What you should do: Extract the entries in their exact form.

Data provided:

- - -

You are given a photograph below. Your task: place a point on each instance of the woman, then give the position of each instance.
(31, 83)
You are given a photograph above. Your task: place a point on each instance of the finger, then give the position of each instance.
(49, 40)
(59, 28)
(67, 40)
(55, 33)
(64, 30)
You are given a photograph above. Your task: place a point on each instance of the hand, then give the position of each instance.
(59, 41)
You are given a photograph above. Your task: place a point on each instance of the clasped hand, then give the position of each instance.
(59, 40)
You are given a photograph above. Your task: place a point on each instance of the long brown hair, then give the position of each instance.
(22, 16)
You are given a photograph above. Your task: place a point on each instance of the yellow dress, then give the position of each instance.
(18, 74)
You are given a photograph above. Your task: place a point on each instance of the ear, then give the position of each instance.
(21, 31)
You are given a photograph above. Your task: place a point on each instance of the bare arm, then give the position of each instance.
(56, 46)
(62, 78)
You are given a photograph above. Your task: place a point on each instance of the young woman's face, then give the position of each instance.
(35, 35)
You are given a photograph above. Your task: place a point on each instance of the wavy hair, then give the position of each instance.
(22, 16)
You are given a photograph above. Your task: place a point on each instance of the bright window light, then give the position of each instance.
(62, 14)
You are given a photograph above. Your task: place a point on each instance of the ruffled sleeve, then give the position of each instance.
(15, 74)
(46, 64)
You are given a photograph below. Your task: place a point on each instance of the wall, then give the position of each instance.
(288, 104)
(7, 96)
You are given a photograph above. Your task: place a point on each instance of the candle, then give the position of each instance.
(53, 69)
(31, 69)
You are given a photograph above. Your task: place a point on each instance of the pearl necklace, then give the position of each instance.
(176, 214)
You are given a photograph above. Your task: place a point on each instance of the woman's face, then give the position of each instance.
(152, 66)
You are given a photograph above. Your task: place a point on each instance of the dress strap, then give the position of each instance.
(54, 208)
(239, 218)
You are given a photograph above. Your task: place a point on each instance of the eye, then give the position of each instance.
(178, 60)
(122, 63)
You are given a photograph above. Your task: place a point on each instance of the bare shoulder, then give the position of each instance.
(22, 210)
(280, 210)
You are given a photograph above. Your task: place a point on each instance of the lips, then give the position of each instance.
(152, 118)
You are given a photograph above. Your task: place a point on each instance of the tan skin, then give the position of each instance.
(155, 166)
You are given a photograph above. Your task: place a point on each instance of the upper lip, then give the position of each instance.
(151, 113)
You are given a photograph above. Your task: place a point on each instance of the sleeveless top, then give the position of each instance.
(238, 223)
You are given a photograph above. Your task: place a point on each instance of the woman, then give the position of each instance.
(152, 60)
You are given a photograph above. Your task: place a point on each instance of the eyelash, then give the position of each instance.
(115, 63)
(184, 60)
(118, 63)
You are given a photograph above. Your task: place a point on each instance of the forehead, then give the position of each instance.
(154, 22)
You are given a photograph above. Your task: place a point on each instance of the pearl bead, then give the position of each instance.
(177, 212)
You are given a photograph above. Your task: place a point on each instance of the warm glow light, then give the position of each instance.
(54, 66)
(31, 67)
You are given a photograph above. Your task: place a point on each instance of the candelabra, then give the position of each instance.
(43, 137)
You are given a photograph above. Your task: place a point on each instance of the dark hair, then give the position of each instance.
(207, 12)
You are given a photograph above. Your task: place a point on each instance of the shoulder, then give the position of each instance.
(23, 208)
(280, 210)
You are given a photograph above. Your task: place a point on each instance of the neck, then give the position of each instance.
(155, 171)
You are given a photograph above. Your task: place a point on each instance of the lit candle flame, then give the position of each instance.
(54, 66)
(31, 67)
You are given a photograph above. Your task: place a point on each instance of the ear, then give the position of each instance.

- - -

Task output:
You are given a photograph below. Your task: place a point on each instance of the woman, then give the position of each instance.
(31, 83)
You are given a photograph above. Your task: place a point on each instance of the finger, then give the position of each instance.
(49, 40)
(59, 28)
(67, 40)
(55, 33)
(64, 30)
You are given a photograph above. Your task: place a point on each instance of the hand, then give the position of each instance.
(59, 41)
You are given a photograph above. Your task: place a point on each instance of the clasped hand, then give the position of each instance.
(59, 40)
You are given a photograph above. Your task: place a point on each instance of the long brown hair, then give the position of each instance.
(22, 16)
You are given a photograph above. Your task: place a point on each instance of the yellow dress, then give the position of each instance.
(18, 74)
You are given a photograph above. Your task: place a point on each instance of the ear, then give the position of each instance.
(21, 31)
You are given a photograph above. Your task: place a point on each instance of the bare arm, then give the position of each instance.
(56, 46)
(62, 78)
You are given a photograph above. Your task: place a point on each instance of the young woman's face, then give the position of each instance.
(35, 35)
You are given a photograph above. Your task: place a point on each instance of the wavy hair, then give the position of each instance.
(22, 16)
You are given a photograph above. Your task: place a point on each instance of the bright window light, then give the position of each instance.
(62, 14)
You are given a photograph above. Your task: place a point on each instance of the ruffled sleeve, then give the position of each instance.
(15, 74)
(46, 64)
You are given a photograph below. Your task: place a point on each instance of the wall, then give the position of each instance.
(288, 104)
(7, 96)
You are given a photograph above. Your task: place a point on each instance of the candle, then give the position of each instance.
(53, 69)
(31, 69)
You are given a photograph above. Your task: place a point on each instance of the pearl necklace, then give the position of each instance.
(176, 214)
You are given a photograph above. Your task: place a point on each instance of the woman's face, then give the position of each instance.
(152, 66)
You are given a photograph above. Your task: place a point on each instance of the dress strap, then give the position of each instance.
(54, 208)
(239, 218)
You are given a photograph above. Your task: place a point on each instance of the eye, then give the position of each instance.
(178, 60)
(122, 63)
You are given a photograph above. Your task: place a point on each instance of the bare shoulder, then give the position of each instance.
(22, 210)
(280, 210)
You are given a photograph above. Your task: place a point on each instance of the lips, then give the position of each instance.
(152, 118)
You are given a photograph above. Your task: place a point on each instance of the tan skin, then give the position of each instance.
(155, 166)
You are given a photograph above. Your task: place a point on each instance of the upper lip, then give the position of each instance.
(151, 113)
You are given a photograph above. Your task: place a point on each instance of the sleeveless top, then give the position of each instance.
(238, 223)
You are given a photograph above. Your task: place a point on each instance of the woman, then give the position of each instance.
(152, 60)
You are given a photograph above. Your task: place a point on each instance of the eyelash, then give the position of each instance.
(115, 63)
(184, 60)
(118, 63)
You are given a photograph above. Your task: place a point on each instance of the forehead, then give the position of each instance.
(154, 22)
You are given a photograph above. Your task: place a point on each instance of the pearl bead, then give the position of each instance.
(177, 212)
You are given a photograph above. Your task: place a point on each instance of the warm glow light, then give the position of each instance.
(54, 66)
(31, 67)
You are given a photograph above. Your task: place a point on each instance of the candelabra, then give the position of each instance.
(43, 137)
You are given a photograph above. Your task: place a point on each instance of the dark hair, then give the position of each instance.
(207, 12)
You are given a photograph above. Your task: place a point on each instance of the shoulder, then give the position of each instance.
(23, 208)
(280, 210)
You are given a photograph above. Your task: place a point on each instance of the neck, then give the position of each instance.
(155, 171)
You are given a photograph above. Your task: place a point on each instance of the lit candle flame, then give the position of each instance.
(54, 66)
(31, 67)
You are given a photograph above. Your task: place a point on each instance of the ear, then give the position of each instance.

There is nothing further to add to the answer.